Source material:
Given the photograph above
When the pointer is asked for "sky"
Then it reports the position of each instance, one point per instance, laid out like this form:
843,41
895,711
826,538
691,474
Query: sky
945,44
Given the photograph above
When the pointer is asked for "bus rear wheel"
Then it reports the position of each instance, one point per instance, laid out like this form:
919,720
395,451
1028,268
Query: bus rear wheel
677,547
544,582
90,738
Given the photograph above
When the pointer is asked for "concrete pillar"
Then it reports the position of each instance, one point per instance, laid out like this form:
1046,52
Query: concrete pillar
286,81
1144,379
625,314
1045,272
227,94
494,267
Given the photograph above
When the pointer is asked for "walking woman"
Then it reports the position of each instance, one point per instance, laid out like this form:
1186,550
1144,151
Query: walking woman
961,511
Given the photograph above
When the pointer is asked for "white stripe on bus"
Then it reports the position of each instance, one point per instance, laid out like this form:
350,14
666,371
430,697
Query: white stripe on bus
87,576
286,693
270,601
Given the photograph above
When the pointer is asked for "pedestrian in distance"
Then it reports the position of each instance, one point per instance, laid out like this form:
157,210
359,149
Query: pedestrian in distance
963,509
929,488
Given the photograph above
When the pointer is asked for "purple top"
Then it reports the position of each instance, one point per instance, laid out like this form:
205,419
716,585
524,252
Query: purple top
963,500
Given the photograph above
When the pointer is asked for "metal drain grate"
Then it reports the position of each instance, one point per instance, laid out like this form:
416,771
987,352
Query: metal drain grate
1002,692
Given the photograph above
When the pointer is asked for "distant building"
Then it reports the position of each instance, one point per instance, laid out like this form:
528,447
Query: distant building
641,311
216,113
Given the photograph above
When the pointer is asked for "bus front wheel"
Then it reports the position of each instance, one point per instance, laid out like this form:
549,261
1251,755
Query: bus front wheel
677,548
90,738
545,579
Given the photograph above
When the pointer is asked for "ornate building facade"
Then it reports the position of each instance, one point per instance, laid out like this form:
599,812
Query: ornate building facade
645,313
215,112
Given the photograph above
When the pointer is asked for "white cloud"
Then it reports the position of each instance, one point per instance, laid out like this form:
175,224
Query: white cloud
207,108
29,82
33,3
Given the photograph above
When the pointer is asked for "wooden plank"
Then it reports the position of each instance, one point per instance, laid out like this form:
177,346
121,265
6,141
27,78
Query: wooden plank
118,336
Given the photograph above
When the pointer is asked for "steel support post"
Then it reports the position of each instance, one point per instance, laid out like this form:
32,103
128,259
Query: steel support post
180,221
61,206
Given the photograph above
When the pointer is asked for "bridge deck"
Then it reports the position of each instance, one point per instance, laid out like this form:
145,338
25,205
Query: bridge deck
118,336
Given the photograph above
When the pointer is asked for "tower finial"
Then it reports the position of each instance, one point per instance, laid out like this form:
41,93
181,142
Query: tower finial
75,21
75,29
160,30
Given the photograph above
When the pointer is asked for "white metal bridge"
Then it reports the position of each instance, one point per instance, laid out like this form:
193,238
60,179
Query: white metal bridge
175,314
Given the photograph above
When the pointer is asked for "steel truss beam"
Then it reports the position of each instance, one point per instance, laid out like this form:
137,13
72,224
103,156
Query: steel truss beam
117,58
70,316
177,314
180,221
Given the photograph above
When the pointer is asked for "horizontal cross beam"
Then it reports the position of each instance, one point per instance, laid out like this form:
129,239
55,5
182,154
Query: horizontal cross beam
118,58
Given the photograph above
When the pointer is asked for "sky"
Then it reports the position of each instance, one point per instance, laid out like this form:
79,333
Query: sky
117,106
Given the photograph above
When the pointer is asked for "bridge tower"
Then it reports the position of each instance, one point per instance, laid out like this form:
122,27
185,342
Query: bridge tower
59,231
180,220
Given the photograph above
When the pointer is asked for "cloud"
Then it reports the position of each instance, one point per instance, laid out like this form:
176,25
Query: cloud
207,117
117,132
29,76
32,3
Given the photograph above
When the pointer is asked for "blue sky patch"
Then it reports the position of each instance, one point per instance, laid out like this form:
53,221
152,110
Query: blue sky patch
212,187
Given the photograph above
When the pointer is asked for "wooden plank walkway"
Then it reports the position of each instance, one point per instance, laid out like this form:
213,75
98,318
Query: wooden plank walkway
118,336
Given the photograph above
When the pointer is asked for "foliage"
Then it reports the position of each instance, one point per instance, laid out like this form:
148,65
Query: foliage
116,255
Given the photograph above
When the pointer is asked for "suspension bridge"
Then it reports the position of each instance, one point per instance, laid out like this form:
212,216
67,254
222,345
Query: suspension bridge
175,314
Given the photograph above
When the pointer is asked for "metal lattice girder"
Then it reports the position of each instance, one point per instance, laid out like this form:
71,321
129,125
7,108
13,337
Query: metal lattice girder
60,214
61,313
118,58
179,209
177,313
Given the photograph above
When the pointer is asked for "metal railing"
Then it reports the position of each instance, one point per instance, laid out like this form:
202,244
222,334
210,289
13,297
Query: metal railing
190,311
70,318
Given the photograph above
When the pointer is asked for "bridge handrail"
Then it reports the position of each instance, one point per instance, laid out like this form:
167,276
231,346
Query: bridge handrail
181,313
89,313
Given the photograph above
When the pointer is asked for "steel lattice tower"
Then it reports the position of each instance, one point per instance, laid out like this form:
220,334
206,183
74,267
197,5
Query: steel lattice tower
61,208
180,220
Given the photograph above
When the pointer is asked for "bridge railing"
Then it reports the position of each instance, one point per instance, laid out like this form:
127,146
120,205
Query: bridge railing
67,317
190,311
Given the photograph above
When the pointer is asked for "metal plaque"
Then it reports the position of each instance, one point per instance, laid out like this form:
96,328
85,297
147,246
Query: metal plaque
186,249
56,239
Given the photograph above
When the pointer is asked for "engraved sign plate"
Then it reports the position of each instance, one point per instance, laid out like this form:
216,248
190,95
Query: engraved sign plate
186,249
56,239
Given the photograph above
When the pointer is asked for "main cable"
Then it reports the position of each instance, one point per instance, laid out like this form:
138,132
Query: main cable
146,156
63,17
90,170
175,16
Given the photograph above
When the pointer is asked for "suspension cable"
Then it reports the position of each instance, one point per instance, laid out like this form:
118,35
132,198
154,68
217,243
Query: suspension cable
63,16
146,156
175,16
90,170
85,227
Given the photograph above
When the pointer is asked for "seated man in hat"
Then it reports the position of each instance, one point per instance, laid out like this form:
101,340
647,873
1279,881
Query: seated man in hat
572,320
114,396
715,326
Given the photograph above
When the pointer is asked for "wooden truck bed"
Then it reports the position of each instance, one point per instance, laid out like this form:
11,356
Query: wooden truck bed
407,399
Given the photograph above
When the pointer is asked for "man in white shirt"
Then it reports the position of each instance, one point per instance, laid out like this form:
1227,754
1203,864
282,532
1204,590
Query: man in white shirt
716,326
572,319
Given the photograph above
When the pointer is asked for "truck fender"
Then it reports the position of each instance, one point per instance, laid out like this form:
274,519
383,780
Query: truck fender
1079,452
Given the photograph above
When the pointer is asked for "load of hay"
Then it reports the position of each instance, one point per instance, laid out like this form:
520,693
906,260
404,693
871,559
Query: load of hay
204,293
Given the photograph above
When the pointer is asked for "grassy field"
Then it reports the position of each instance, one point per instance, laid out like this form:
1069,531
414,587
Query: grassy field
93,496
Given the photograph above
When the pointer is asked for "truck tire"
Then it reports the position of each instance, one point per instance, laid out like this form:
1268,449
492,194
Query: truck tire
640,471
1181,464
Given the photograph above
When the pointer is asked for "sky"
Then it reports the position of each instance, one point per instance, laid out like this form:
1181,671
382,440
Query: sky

Given exercise: Retype all the records, matching them exactly.

Result for this task:
Given the photograph above
When the pointer is asked for "sky"
Then it reports the position of each instance, one point per instance, laid out like this form:
843,41
895,711
826,538
691,474
Query: sky
945,44
Given the photograph above
When the pointer is asked for "bus rear wheel"
Then it reports the position of each instance, one point per instance, laid out like this form:
919,720
395,451
1028,268
Query: bus rear wheel
677,547
544,582
90,738
Given the photograph above
When the pointer is asked for "concrete pillar"
Then it reports the position of each instance, one point per instance, laid out like this form:
1046,52
Query: concrete pillar
286,81
1144,379
625,314
1045,272
227,94
494,267
Given the photograph above
When the pointer is asked for "walking woman"
Then it reports the position of each instance, one point per instance, laid out like this form:
1186,550
1144,151
Query: walking woman
961,511
Given the photograph above
When the pointer is asked for "white stripe on bus"
Then it reports the position of each instance, one point per instance, laid out like this form:
350,14
666,371
430,697
Query: white stripe on bus
87,576
286,693
270,601
Given the photograph above
When the pointer is asked for "pedestrian in distance"
Then it reports the position of each instance, one point per instance, laid out like this form:
157,210
359,149
Query: pedestrian in distance
963,509
929,488
Given the photograph above
When the pointer is asked for "purple top"
Then it reports the position of each instance, one point per instance, laid out like this form:
205,419
716,585
524,252
Query: purple top
963,500
Given the photograph above
When the pointer is asked for "metal drain grate"
Then it reports the position of each instance, one point per instance, laid out like this form:
416,771
987,352
Query: metal drain grate
1002,692
Given the photograph above
When the pointer is asked for "distant building"
Then it reports the position of each instance, one point per instance, laid out like this form:
528,447
Query: distant building
641,311
216,113
Given the photograph above
When the pointer is asked for "bus front wheel"
Then it reports the position of each instance, one point per instance, laid out like this form:
549,261
1251,755
Query: bus front wheel
677,548
90,738
545,579
Given the photograph above
When the pointer is asked for "ornate building facade"
Then it reports the position of each instance, one point per instance, laid out like this form:
599,812
Query: ornate building facade
645,313
215,112
Given the photograph above
When the pointer is asked for "white cloud"
Then it reports the position of each instance, one point per instance, laid out like this form:
175,224
Query: white cloud
207,108
29,82
33,3
Given the photograph above
When the pointer is asked for "wooden plank"
Then it reports the position of each instance, one point per instance, laid out like this form:
177,346
121,265
6,141
27,78
Query: wooden plank
118,336
Given the photograph above
When the pointer is asked for "steel support post"
Then it reports the position of each instance, one point per instance, laid out like this form:
32,103
128,259
Query: steel support post
180,221
61,206
Given the photograph above
When the pointer is asked for "bridge deck"
Then it reports the position of each instance, one point per instance, laid out like this form:
145,338
25,205
Query: bridge deck
118,336
Given the photograph above
When the pointer is asked for "tower finial"
Then it reports the position of each instance, one point per instance, laid out like this form:
41,93
181,142
Query: tower finial
75,21
75,29
160,30
Given the photograph above
When the pointer is asked for "white metal bridge"
Then it reports the position of each instance, one point per instance, laid out like this form:
193,238
60,179
Query: white metal bridge
175,314
Given the photograph above
When the pointer is asked for "steel truss beam"
Then it reports the position of each instance, one point per instance, laid out like this form:
137,13
72,224
103,156
Query: steel truss beam
117,58
70,316
177,314
180,221
Given the photograph above
When the pointer is asked for "horizontal cross beam"
Then it reports the position of each instance, one point per instance, laid out like this form:
129,239
55,5
182,154
Query: horizontal cross beam
118,58
Given the photograph above
When the pointer is asked for "sky"
Then it reports the position of each instance, one point per instance, laid out like this form:
79,333
Query: sky
117,106
Given the photograph above
When the pointer is asked for "bridge tower"
Then it reports the position of each instance, one point per instance, laid out like this form:
122,27
185,342
Query: bridge tower
59,231
180,220
Given the photograph above
When the pointer is asked for "cloud"
Then it reports the position of each instance, one point per instance, laid out like this form:
176,25
Query: cloud
207,117
117,132
29,76
32,3
Given the photograph above
When the pointer is asked for "blue sky patch"
Then it reports the position of each instance, one point per instance, laid out like this form:
53,221
152,110
Query: blue sky patch
212,187
Given the photograph above
When the pointer is asked for "wooden plank walkway"
Then it reports the position of each instance, one point per instance, laid out like this form:
213,75
98,318
Query: wooden plank walkway
118,336
Given the photograph above
When the pointer is asked for "foliage"
Then it reports the position of each instance, one point per instance, laid out like this form:
148,65
Query: foliage
116,255
Given the photograph above
When the pointer is asked for "suspension bridge"
Then it reports the position of each instance, one point per instance, laid out like this form:
212,216
67,254
222,345
Query: suspension bridge
175,314
Given the photograph above
When the pointer is asked for "metal lattice girder"
Then it reports the position of each instance, one point per instance, laid out like this form:
71,321
129,125
7,108
13,337
Query: metal lattice girder
60,214
61,313
118,58
179,209
177,313
Given the photograph above
When the pointer is asked for "metal railing"
Then it reports the position of each instance, one point per instance, laid out like this form:
202,244
222,334
210,289
13,297
Query: metal railing
190,311
70,318
Given the photograph above
When the pointer is asked for "bridge handrail"
Then it reports the position of each instance, one point per instance, laid out like this form:
167,276
231,346
Query: bridge handrail
181,313
89,313
Given the photograph above
When the pointer is asked for "steel lattice tower"
Then it reports the position of each instance, one point per instance, laid out like this form:
220,334
206,183
74,267
197,5
Query: steel lattice tower
61,208
180,220
Given the photograph above
When the pointer is asked for "bridge railing"
Then it reports the position of each instance, one point per instance, laid out like this form:
127,146
120,205
Query: bridge railing
67,317
190,311
Given the photograph above
When the pointer is asked for "metal plaque"
Then it reports the position of each instance, one point per instance, laid out like this form:
96,328
85,297
147,246
Query: metal plaque
186,249
56,239
Given the photograph above
When the pointer is asked for "engraved sign plate"
Then it reports the position of each instance, one point per instance, laid out like this form:
216,248
190,95
Query: engraved sign plate
186,249
56,239
Given the photograph above
When the pointer is asked for "main cable"
Then it reports the position of each instance, one point per instance, laid out like this form:
138,132
Query: main cable
146,156
63,17
90,170
175,16
Given the photograph above
When the pointer is asked for "suspension cable"
Then it reports the position of each instance, one point per instance, laid out like this form:
118,35
132,198
154,68
217,243
Query: suspension cable
63,16
146,156
175,16
90,170
85,227
Given the photograph above
When the pointer is asked for "seated man in hat"
Then it reports the position of each instance, one point per instance, laid out like this form:
101,340
647,873
1279,881
Query: seated man in hat
572,320
114,396
715,326
Given the photograph above
When the pointer is asked for "wooden truck bed"
Then it reports the position of each instance, one point per instance, laid out like this form:
11,356
Query: wooden truck bed
407,399
Given the photograph above
When the pointer is asked for "man in white shirt"
Then it reports the position of each instance, one point per instance, laid out like this form:
1227,754
1203,864
282,532
1204,590
Query: man in white shirt
716,326
572,319
Given the photograph above
When the pointer is asked for "truck fender"
Then it reports the position of each instance, one point per instance, laid out like this form:
274,519
383,780
Query: truck fender
1079,452
Given the photograph above
When the pointer is asked for "load of hay"
Then it reports the position of each instance, one point per instance, laid out like this form:
520,693
906,260
404,693
871,559
Query: load of hay
204,293
Given the photograph above
When the pointer is asked for "grassy field"
Then it reports the position of each instance, one point per instance, laid out like this form:
1069,531
414,587
Query: grassy field
93,496
Given the photograph above
When the pointer is asked for "truck tire"
Then it reports the position of each instance, one point per instance, laid out like this form:
1268,449
492,194
Query: truck tire
640,471
1181,464
Given the photograph above
When the pointer is asked for "sky"
Then it reports the position of each instance, one point per instance, laid out like this form:
1181,671
382,440
Query: sky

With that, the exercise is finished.